» TEXT UNDER STUDY:
□ □ □ □ □

Annotation of publicly deposited data

We have described the above-mentioned sequencing workflow steps that have the potential to introduce bias into the resulting DNA sequencing data, particularly focusing on sequence read DNA data and the relevant metadata. However, RNA sequencing data have also been demonstrated to be prone to biases in protocol steps. Random hexamer priming [11] is an example, though other sources may well exist. This requires similar study but is beyond the scope of this paper at this point.

There exist a number of different standards for annotating genomic and transcriptomic data sets, including Minimum Information for a Micro-array Experiment (MIAME) [31] and Minimum Information for a Sequencing Experiment (MINSEQE) [32], as well as document markup formats including Microarray Gene Expression Markup Language (MAGE-ML). Ostensibly, appropriate use of the above standards (notwithstanding the absence of an agreed vocabulary) should ensure that one can disentangle the effects of different biases. We note that SRA [3], the focus of this paper, conforms to MINSEQE requirements.

For the remainder of this paper we will explore the level of annotation of the preparatory protocols in data publicly deposited in the SRA, one the main repositories for next-generation sequencing data. In particular, we will describe in detail the SRA metadata schema and the relevant fields for this study. Having constructed a list of relevant keywords for the preparatory steps described above, we will present their relative frequency in the SRA metadata and the non-standard methods used to describe the annotation. Finally, we will discuss the implications of the low level of coverage of these keywords and the overall structure of metadata in the SRA and how this inhibits a more systematic study.

Data description

The sequence read archive

The SRA is one of the primary repositories for high-throughput sequencing data [3]. As of December 2013, according to our queries, there were 29,598 studies in the database. The archive is synchronised periodically as part of the International Nucleotide Sequence Database Collaboration (INSDC) and this allows data deposited to any site that is part of the collaboration to be accessed via any of the others. In addition to the raw sequence data that comprise the bulk of the total data in the archive, metadata describing experimental parameters are also stored and made accessible to users. A number of such parameters are recorded with depositions – for example the design of the experiment, details of species, cell lines, samples and identifiers for sequencing platforms, and protocols [33]. As outlined below, there is a detailed database schema for conveying the metadata associated with each deposition. Given the large number of depositions and facilities for depositing metadata, the SRA is an excellent database to examine the range of different protocols.

□ □ □ □ □

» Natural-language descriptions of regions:
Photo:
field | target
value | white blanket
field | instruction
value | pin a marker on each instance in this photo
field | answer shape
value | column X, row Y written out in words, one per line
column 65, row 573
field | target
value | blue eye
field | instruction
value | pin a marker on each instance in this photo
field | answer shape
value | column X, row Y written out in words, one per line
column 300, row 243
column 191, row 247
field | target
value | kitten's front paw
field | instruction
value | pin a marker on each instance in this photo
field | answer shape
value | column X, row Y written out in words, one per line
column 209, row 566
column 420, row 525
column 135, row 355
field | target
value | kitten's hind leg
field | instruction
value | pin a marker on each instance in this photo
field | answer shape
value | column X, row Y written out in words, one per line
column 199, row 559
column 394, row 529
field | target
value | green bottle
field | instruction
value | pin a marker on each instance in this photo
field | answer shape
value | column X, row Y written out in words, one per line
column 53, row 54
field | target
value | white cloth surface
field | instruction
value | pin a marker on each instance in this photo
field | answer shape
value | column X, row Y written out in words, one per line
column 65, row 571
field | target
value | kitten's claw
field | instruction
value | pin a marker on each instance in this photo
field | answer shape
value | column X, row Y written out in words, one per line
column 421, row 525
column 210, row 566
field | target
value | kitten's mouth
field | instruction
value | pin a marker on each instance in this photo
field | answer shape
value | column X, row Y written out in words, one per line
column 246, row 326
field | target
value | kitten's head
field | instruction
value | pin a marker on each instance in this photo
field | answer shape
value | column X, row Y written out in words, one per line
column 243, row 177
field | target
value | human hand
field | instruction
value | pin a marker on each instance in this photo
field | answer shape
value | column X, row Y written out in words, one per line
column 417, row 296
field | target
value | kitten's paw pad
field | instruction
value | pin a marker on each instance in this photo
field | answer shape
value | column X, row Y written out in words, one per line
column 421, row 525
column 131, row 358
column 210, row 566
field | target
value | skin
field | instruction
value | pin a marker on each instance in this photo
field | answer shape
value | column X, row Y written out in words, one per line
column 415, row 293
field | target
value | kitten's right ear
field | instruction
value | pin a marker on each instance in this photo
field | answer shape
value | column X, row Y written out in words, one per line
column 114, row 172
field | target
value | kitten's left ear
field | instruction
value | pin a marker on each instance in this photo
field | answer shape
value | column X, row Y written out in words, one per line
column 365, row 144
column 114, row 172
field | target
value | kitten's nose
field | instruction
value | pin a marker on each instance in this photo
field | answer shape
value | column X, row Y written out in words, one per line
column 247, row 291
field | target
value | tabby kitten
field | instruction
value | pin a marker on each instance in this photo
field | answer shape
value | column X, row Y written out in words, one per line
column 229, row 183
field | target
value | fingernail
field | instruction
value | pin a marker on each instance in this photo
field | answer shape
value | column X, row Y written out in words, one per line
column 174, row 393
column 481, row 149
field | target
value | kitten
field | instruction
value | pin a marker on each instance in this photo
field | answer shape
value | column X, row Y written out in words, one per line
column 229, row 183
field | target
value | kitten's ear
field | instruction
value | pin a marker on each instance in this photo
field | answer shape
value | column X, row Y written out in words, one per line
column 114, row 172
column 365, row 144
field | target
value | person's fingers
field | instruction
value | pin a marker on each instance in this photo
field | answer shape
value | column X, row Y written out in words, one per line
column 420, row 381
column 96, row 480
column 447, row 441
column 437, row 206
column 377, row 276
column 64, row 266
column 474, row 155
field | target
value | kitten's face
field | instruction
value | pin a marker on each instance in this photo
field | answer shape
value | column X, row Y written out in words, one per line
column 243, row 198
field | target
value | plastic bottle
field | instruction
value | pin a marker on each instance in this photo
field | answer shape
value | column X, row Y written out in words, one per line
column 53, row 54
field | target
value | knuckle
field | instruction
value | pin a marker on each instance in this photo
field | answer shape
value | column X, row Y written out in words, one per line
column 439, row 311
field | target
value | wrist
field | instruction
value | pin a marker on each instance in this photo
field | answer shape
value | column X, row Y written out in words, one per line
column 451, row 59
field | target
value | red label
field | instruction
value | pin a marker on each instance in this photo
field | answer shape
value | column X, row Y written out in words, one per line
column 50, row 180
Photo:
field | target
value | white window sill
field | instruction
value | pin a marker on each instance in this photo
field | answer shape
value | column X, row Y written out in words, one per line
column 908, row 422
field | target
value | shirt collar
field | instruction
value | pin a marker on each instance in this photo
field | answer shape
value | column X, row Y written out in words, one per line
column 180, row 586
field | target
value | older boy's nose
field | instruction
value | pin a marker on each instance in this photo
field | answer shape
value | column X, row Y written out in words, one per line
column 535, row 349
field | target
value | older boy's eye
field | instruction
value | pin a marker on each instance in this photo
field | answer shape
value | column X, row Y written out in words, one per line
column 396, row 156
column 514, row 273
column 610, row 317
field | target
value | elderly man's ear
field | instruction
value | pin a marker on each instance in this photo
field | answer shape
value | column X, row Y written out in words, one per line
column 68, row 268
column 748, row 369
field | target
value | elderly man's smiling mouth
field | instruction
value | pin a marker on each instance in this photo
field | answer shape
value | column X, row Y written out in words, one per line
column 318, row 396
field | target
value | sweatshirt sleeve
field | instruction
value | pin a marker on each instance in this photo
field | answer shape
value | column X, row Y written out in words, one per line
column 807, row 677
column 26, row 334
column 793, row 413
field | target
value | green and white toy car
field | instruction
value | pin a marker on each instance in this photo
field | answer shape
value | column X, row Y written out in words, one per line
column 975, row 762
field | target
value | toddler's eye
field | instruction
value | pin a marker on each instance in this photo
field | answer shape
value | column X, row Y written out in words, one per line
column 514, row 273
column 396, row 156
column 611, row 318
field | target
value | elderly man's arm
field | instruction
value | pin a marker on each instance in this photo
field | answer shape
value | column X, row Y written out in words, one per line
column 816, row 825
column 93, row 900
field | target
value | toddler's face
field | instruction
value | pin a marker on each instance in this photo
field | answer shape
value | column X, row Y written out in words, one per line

□ □ □ □ □

» DIRECTIONS:
According to the text on annotating sequencing data, how many studies were in the SRA database as of December 2013?

» WORKED SOLUTION:
29,598